== Written exercise A ==
Answer these questions from the text on the SharePoint index partition, one line each:
(i) What did Central Administration show for both index partitions?
(ii) Why was the writer able to restart the server?
(iii) What error came up when connecting the server again?
== Written exercise B ==
Pick up the text on the SharePoint index partition after its last sentence and continue it.

## Start Text block

One morning last week I received an incident telling me the SharePoint 2016 index partition was not functioning correctly. In the Central Administration both Index partitions where showing a yellow warning icon
Because it was a holiday for the customer, but not for me, I was able to do a restart of the server. After this reboot the issue corrected itself on one server but not on the other server. As the Index Partition was setup high available, we removed one server from the topology and started troubleshooting. The first guess was to just redo the configuration and re-adding the server. When connecting the server I received an error the SharePoint server could not be contacted. After checking and doublechecking the required firewall ports were open, the server was online and the Search Service really was started on the server it was time to dig into the ULS log.

## End Text block
## Start Data extract

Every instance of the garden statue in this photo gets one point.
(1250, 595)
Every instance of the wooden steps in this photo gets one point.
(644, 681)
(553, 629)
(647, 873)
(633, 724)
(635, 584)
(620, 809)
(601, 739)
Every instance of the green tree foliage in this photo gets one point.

## End Data extract
## Start Data extract

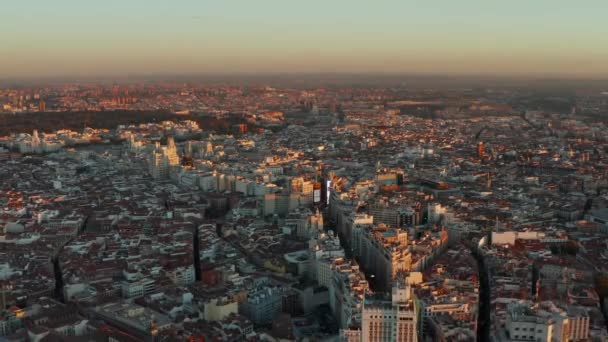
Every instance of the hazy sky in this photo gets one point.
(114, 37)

## End Data extract

== Task output A ==
(i) A yellow warning icon.
(ii) It was a holiday for the customer but not for the writer.
(iii) The SharePoint server could not be contacted.

== Task output B ==
After some digging in the log files we found the hostcontroller.exe process trying to connect to the search service on all servers, but not succeeding in contacting one server. The error message stated was
Failed to connect to Host controller in Server : <servername>. Exception : System.ServiceModel.Security.SecurityNegotiationException: A call to SSPI failed, see inner exception. —> System.Security.Authentication.AuthenticationException: A call to SSPI failed, see inner exception. —> System.ComponentModel.Win32Exception: The encryption type requested is not supported by the KDC
A possible cause for this error may be the disabling of certain encryption protocols in scope of a host hardening project. A first hint was to check the enabled encryption protocols in the security policy :
“Network Security: Configure encryption types allowed for Kerberos” to “Enabled” with only the following selected:
Future encryption types
After a reboot of the working server the issue popped back up on the working server, but was fixed on the non-working server. Another reboot fixed it for both. Another reboot reversed the above scenario. This lead us to believe the issue was somewhere else then SharePoint. Next suspect was the Active Directory. The hosts which were not working were all connecting to the same domain controller. After a call with the project team it became clear a Domain Function Level upgrade was performed from Windows 2003 to Windows 2008R2 last week. After the DFL/FFL upgrade the servers where not rebooted. On the DC we saw some messages which might have been related to the problem. Because the impact was minimal, a reboot was executed on the environment and this fixed the problem.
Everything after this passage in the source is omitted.